## EXCERPTED PASSAGE
---------------

2016-12-01 Thread Watson Ladd
On Thu, Dec 1, 2016 at 6:16 PM, Tony Arcieri  wrote:
> On Wed, Nov 30, 2016 at 8:43 PM, Viktor Dukhovni 
> wrote:
>>
>> > I actually completely agree with Timothy Jackson's recent posting:
>> >
>> >   After 15 years, everyone but us still calls it SSL. We need to
>> >   admit that we lost the marketing battle and plan for a world where
>> >   everyone calls “TLS X” “SSL X”. Even “new” implementations call
>> >   themselves “LibreSSL” and “BoringSSL” rather than “LibreTLS” or
>> >   “BoringTLS”.
>>
>> I'll drink to that!

---------------

## STATED GOAL 1
Answer these questions about the mailing-list excerpt:
(a) On what day and at what time did Tony Arcieri write?
(b) Whose recent posting does the quoted writer say they completely agree with?
(c) Which two implementations are named as calling themselves SSL?
These entries are unrelated to the mailing-list excerpt.

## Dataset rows
---------------

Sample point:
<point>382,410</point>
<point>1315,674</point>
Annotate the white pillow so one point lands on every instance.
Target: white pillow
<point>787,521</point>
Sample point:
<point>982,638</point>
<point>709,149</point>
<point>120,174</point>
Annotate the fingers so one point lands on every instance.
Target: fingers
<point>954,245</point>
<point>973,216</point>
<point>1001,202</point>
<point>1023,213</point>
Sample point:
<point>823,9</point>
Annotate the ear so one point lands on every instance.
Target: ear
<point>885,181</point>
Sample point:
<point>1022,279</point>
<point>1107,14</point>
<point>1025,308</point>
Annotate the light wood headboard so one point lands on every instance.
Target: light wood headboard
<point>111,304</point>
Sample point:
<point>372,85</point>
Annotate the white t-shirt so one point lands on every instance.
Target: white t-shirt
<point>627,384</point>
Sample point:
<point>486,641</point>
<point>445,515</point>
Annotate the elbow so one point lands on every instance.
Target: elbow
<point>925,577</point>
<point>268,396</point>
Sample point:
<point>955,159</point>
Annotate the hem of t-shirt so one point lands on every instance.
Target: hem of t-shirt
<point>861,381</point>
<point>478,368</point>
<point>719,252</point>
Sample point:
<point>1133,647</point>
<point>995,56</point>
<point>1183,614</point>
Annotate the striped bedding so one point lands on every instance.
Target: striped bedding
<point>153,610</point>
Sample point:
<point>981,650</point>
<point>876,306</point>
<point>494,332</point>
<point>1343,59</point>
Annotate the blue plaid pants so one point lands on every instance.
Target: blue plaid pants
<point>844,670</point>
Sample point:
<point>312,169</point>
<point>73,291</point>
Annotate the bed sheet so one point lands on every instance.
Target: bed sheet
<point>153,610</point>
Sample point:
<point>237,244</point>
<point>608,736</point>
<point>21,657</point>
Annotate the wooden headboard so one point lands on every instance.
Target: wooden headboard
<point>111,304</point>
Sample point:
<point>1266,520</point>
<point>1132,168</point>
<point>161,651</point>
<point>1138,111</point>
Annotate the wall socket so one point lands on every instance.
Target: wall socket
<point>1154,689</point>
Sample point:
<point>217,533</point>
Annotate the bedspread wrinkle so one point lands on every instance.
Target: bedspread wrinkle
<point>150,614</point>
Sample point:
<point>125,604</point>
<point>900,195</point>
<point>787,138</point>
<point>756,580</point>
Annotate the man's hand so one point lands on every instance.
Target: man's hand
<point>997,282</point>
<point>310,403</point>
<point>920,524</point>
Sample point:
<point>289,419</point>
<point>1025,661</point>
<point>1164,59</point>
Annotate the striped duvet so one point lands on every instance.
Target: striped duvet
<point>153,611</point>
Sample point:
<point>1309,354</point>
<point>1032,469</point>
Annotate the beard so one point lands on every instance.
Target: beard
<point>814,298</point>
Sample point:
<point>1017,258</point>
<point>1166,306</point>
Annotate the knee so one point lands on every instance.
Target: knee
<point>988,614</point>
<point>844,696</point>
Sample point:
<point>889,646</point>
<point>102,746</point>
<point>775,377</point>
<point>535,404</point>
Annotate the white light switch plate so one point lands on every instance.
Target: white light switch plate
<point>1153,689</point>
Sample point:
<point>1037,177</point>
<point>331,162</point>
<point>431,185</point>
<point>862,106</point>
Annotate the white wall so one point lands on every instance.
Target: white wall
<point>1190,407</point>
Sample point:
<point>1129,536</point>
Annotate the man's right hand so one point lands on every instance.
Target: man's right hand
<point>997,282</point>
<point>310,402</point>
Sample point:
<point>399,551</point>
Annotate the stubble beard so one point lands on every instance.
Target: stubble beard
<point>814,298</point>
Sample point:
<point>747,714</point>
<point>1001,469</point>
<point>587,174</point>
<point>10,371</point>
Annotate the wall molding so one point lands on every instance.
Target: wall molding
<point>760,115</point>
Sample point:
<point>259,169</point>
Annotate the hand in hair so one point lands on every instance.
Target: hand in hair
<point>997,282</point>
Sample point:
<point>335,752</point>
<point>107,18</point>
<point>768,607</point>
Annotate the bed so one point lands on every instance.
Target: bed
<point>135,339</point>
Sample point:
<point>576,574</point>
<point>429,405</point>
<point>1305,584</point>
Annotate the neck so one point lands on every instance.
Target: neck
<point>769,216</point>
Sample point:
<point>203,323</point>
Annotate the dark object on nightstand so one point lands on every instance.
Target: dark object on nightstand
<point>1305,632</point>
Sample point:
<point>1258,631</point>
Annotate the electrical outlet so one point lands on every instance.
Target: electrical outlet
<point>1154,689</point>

---------------

## STATED GOAL 2
Pull out the part of the entries that opens with their first line and closes with the line containing "<point>1023,213</point>", both ends included. Keep every line unchanged.

## WORKED SOLUTION 1
(a) Thu, Dec 1, 2016 at 6:16 PM
(b) Timothy Jackson's
(c) LibreSSL and BoringSSL

## WORKED SOLUTION 2
Sample point:
<point>382,410</point>
<point>1315,674</point>
Annotate the white pillow so one point lands on every instance.
Target: white pillow
<point>787,521</point>
Sample point:
<point>982,638</point>
<point>709,149</point>
<point>120,174</point>
Annotate the fingers so one point lands on every instance.
Target: fingers
<point>954,245</point>
<point>973,216</point>
<point>1001,202</point>
<point>1023,213</point>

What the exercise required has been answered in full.